──────── Page text ────────
Spoilage by growth of molds, bacteria, and yeasts limits the time that food can be stored and still be safe and palatable. The environmental conditions optimal for reproduction vary with the type of microorganism. Foods no longer serve as suitable hosts for microorganisms when they are preserved properly. Alterations in moisture level, pH, temperature, and solute concentration are ways of preserving foods.
In addition to the economic losses represented by spoiled food, health hazards may develop while foods are stored unless they are preserved effectively. Salmonellosis, streptococcal infection, staphylococcal poisoning, and botulism are some of the illnesses that can result from contaminated foods.
Freezing protects foods by reducing the rate at which viable microorganisms reproduce by holding the foods below the freezing point of water. Blanching is done prior to freezing vegetables to inactivate enzymes and thus retard deteriorative changes during storage. Browning in sensitive fruits can be avoided by coating them with sugar, a sugar syrup, lemon or other acidic juice, or a solution of ascorbic acid. Specific foods, such as egg yolks, salad dressings, and starch-thickened mixtures, require use of ingredients selected to overcome textural problems that would otherwise occur during frozen storage. Freezing should be done at a very rapid rate to create numerous small ice crystals, thus minimizing the damage to cell walls. Commercial techniques are more effective at accomplishing rapid freezing than are those available in the home.
────────
(What this exercise asks)
A - In the food preservation text, what is done to vegetables before freezing to inactivate enzymes?
B - Write out the food preservation text from "Spoilage by growth" through "of preserving foods.", swapping "palatable" for "appetizing".
──────── Data section ────────
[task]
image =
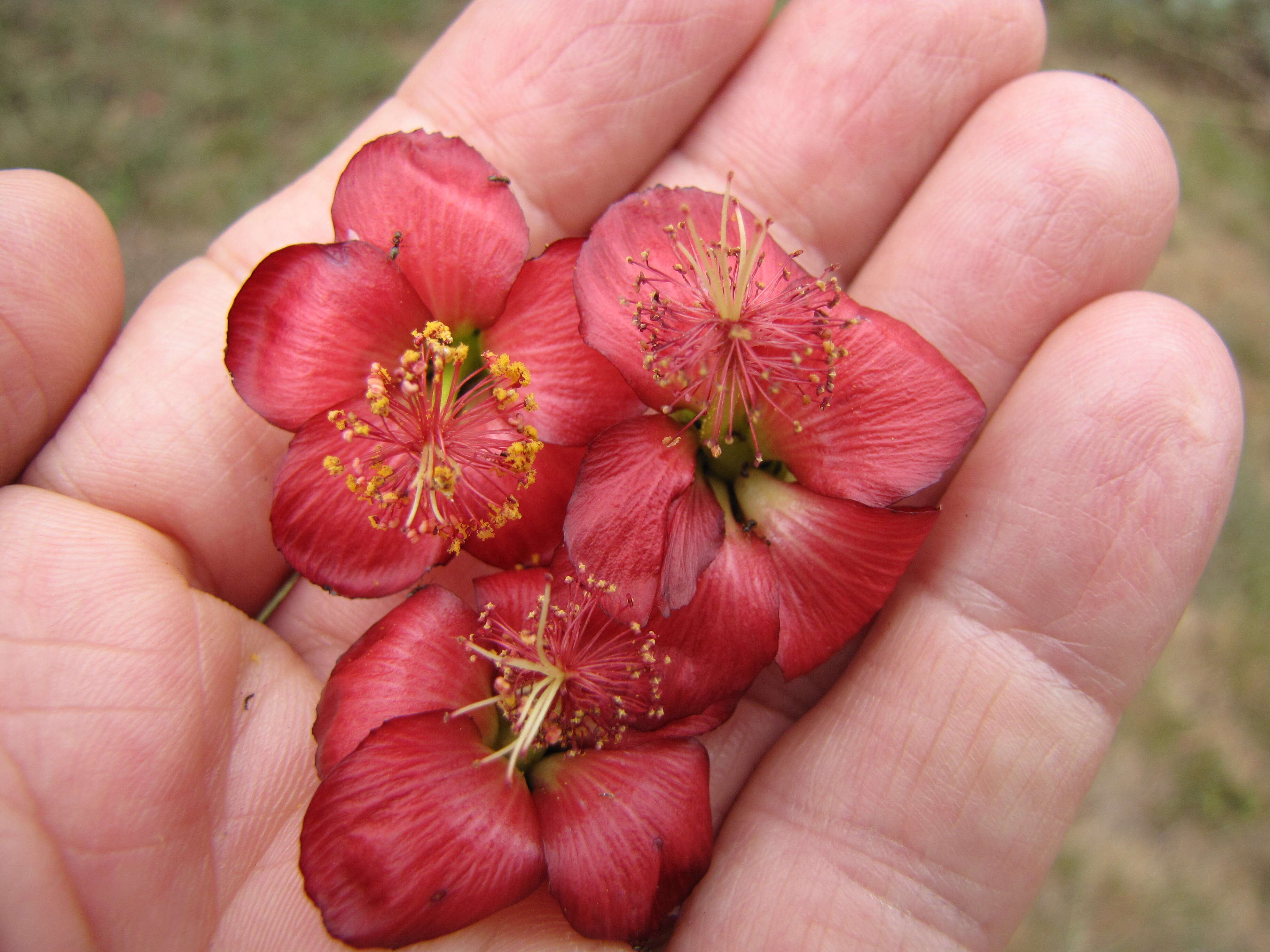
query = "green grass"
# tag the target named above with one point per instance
────────
(Outputs for the tasks)
A - Blanching.

B -
Spoilage by growth of molds, bacteria, and yeasts limits the time that food can be stored and still be safe and appetizing. The environmental conditions optimal for reproduction vary with the type of microorganism. Foods no longer serve as suitable hosts for microorganisms when they are preserved properly. Alterations in moisture level, pH, temperature, and solute concentration are ways of preserving foods.